**TRY IT**
Only these lines of the data below are wanted: the one with "point like [306,314].", the one with "Target: background mobile home", and any lines between them, each repeated exactly.

**** PROVIDED MATERIAL ****

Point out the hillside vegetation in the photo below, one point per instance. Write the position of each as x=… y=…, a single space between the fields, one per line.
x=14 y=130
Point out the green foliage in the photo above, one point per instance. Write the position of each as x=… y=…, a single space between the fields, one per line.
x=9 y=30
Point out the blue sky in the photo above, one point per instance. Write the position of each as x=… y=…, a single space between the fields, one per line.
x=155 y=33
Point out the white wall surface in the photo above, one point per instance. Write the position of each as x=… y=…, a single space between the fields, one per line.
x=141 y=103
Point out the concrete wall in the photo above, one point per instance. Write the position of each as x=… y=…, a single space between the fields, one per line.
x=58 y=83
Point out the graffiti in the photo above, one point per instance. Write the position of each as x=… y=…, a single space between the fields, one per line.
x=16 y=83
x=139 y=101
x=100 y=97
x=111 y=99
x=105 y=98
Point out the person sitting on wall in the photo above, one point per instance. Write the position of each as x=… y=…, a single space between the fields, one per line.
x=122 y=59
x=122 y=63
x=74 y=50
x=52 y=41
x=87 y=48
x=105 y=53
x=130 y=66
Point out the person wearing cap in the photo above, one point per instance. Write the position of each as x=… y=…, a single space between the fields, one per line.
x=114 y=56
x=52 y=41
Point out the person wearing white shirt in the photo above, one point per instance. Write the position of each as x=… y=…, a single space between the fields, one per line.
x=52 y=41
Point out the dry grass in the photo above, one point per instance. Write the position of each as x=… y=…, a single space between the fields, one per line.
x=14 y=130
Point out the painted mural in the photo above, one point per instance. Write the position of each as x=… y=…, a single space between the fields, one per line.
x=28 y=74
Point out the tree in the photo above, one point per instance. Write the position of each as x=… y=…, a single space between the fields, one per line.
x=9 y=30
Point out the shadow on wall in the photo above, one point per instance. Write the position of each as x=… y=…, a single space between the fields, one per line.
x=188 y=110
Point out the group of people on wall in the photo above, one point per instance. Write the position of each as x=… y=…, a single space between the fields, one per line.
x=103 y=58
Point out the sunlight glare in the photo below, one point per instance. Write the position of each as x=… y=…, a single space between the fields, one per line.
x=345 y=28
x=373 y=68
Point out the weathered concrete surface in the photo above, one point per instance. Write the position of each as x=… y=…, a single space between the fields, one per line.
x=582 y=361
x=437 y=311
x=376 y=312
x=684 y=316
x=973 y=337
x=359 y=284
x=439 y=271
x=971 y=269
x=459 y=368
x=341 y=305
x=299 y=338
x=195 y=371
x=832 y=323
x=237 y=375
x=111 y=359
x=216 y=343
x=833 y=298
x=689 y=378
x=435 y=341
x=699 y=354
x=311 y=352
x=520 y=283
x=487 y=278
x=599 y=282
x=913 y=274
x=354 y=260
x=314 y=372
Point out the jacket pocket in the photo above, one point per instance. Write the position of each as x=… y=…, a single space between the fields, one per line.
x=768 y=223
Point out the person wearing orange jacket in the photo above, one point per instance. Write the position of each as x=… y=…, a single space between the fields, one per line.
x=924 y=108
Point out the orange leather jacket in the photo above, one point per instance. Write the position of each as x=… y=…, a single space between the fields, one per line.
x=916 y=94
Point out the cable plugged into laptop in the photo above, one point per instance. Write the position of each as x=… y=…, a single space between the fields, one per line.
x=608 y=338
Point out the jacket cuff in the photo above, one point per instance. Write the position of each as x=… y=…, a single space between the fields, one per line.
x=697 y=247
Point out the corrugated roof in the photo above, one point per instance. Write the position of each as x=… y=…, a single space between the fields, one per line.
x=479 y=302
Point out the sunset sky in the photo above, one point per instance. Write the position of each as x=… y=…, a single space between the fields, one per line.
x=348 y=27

****
**** PROVIDED MATERIAL ****

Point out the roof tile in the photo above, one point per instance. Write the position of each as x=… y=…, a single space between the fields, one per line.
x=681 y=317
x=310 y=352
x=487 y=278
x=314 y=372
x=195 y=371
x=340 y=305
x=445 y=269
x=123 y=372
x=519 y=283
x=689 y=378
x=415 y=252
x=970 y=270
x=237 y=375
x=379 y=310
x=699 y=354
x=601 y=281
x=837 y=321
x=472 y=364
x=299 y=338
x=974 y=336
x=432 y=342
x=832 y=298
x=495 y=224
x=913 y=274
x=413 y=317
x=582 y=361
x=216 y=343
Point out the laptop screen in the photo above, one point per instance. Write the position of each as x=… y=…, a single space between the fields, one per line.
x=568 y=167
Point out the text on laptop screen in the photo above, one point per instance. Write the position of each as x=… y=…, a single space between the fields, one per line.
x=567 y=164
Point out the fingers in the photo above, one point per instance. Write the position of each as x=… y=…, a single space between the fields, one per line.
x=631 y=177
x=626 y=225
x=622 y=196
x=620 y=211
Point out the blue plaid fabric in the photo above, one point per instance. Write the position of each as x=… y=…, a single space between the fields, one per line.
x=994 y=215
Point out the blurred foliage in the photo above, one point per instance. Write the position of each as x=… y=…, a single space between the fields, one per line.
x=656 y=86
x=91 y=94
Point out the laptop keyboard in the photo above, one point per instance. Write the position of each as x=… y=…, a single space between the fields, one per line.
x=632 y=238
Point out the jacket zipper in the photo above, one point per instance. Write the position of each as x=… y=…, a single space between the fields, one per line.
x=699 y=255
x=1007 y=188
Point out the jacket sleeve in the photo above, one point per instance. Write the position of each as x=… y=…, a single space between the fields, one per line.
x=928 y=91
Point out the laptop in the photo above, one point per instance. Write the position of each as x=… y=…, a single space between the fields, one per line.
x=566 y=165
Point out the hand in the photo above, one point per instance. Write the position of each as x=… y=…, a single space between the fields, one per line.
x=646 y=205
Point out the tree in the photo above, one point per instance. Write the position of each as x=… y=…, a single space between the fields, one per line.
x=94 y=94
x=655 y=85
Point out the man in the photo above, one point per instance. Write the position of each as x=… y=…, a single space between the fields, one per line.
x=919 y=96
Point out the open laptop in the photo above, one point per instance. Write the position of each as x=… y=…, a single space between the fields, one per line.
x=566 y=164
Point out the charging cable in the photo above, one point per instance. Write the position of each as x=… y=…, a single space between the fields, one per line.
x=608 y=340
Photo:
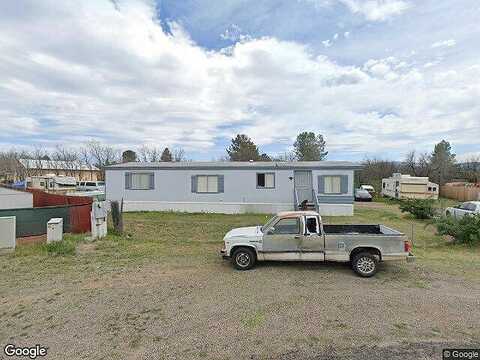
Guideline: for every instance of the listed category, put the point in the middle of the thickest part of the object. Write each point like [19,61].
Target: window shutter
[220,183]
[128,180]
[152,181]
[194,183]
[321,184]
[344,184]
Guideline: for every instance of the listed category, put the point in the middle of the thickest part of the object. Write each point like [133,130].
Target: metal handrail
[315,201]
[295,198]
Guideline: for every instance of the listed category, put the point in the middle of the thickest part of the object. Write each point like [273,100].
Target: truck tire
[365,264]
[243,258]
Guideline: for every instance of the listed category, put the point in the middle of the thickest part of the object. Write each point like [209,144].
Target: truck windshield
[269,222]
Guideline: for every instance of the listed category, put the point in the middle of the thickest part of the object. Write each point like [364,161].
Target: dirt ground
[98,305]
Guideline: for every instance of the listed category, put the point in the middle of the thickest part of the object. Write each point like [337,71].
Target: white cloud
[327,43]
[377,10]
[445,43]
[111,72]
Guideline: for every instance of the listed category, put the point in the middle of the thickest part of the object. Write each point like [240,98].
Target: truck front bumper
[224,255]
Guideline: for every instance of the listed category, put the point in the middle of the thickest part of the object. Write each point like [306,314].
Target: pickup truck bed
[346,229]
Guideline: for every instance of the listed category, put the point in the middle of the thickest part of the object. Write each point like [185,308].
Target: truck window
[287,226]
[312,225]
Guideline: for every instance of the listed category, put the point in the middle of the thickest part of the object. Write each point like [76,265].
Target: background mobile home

****

**EXERCISE SOLUTION**
Guideline: for every instance of the listed category, put the point in the middle of the thickest part of the object. Write each point like [306,314].
Target: pickup truck bed
[346,229]
Guideline: for every instance of the listed category, put the point in the middle of the thickest part of the object. Write each point like [185,308].
Target: truck window
[287,226]
[312,225]
Guideline: for every instance of the listed category, put the point in the middle of the thickest part of the object. Write each point like [76,265].
Target: background mobile home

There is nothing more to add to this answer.